• Provided passage
-*-

Several provisions of “the Patriot Act” expired Monday June 1. Previously, government agencies had legal authority to collect and monitor phone records of nearly everyone in the country, without the need to provide justification or reason on an individual basis. Everyone’s info was up for grabs and under scrutiny in the government’s effort to combat terrorism.
Now that has changed, rather than businesses satisfying agency demands for “all tangible things” without cause for suspicion, new regulations for requests for information go through the Foreign Intelligence Surveillance Court and require specific search terms. Phone companies must maintain databases of their customer’s information themselves. The FBI and NSA no longer drag nets of their own, and everyone in government who fought for this change is patting themselves on the back.
Yes, imagine them – self-content bureaucrats are making history. They choose ridiculous titles for every act, as much to bloat their own egos as to inspire public confidence that the new laws accomplish what is claimed.

-*-

• Required actions
(A) In the passage on the Patriot Act, what date did several provisions expire?
(B) Repeat word for word the part of the Patriot Act passage that begins at the words "Yes, imagine them" and ends after "what is claimed.".
(C) Carry on the commentary about the Patriot Act, picking up right after its final sentence.

-*-

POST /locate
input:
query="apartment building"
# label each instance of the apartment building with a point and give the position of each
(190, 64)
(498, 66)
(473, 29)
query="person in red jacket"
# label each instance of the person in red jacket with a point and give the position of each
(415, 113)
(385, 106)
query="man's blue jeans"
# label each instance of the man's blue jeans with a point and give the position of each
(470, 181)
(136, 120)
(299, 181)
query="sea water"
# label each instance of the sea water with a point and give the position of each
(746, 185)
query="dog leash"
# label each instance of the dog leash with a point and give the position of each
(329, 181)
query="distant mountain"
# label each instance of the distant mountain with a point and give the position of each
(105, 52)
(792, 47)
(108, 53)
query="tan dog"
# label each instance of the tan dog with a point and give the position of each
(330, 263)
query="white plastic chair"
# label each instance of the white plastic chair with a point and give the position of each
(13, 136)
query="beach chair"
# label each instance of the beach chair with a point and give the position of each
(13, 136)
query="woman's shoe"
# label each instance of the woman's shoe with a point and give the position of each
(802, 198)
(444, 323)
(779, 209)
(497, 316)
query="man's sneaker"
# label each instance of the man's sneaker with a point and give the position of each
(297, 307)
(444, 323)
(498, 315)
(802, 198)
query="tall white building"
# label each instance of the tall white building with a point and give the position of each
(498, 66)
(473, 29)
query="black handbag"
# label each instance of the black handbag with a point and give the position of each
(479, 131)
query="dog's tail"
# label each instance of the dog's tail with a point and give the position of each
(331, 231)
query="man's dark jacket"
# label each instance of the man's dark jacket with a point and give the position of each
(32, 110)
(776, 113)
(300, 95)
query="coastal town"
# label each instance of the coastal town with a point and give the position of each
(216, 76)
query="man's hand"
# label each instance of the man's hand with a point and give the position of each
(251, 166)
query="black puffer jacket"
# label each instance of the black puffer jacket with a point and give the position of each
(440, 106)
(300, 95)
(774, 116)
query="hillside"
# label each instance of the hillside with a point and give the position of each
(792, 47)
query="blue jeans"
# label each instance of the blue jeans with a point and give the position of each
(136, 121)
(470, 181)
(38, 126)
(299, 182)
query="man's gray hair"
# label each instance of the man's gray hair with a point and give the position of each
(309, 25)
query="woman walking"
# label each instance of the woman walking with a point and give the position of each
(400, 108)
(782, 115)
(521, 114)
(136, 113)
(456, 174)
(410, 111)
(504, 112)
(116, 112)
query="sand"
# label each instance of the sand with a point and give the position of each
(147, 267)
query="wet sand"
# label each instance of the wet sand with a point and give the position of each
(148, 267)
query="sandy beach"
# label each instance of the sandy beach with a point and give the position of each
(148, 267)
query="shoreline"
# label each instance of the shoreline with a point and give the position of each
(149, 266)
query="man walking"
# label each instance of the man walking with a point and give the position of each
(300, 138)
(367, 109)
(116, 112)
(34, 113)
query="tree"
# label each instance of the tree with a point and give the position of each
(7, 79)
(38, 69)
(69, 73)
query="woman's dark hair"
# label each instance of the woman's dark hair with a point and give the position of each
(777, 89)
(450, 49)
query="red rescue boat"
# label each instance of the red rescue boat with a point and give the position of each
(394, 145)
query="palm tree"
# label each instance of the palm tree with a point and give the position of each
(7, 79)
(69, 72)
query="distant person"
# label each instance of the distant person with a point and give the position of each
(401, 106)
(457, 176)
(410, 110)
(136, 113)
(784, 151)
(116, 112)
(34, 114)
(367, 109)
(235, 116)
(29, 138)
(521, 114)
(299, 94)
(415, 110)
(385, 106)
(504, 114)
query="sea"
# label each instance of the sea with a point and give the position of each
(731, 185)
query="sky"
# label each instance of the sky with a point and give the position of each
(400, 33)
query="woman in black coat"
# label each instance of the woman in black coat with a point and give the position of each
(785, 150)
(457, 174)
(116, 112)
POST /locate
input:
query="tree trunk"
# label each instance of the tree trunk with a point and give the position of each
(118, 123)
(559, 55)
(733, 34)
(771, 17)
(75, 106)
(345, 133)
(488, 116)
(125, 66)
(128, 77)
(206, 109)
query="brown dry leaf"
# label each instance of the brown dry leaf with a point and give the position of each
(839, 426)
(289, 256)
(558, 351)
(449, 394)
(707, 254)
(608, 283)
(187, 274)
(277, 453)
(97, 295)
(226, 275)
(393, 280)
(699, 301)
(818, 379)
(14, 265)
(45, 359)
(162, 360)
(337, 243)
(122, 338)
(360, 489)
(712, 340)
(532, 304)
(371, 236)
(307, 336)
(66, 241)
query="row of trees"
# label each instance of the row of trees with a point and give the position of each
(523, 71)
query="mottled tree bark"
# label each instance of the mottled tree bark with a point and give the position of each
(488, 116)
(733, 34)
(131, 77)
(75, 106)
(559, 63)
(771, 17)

-*-

• Answers to each task
(A) Monday, June 1.

(B)
Yes, imagine them – self-content bureaucrats are making history. They choose ridiculous titles for every act, as much to bloat their own egos as to inspire public confidence that the new laws accomplish what is claimed.

(C)
The USA Patriot act was crafted and enacted only weeks after 9/11 during a time of national mourning and pliability. It began as House Bill 3162 on Oct. 23 2001, passed to congress the next day and was published as Public Law 107-56 on Oct. 25 with the short title “Uniting and Strengthening America by Providing Appropriate Tools Required to Intercept and Obstruct Terrorism (USA PATRIOT) Act of 2001.”
The USA FREEDOM act is another goofy acronym in the vein of the USA Patriot act, standing for “Uniting and Strengthening America by Fulfilling Rights and Ending Eavesdropping, Dragnet-collection and Online Monitoring Act.” This came highly recommended by the Obama administration and was originally introduced in 2013.
The Freedom act serves simply “to reform the authorities of the federal government” in their ongoing surveillance efforts. It is not an end to the provisions set forth in the Patriot Act, but rather an extension and modification of them. The passage of the Freedom Act on Tuesday June 2, reinstated several provisions from the Patriot act the day after their expiration.
Section 102 of the Freedom Act amends section 501 of the Patriot Act, to allow the Attorney General the ability to demand “tangible things,” prior to court authorization, in the event of an emergency. No information gleamed from such productions may be presented in court prior to an eventual authorization, unless the attorney general again believes there is an emergency situation or a threat to someone’s life. Essentially the powers which the NSA and FBI had at their disposal still exist, but at the discretion of a single man.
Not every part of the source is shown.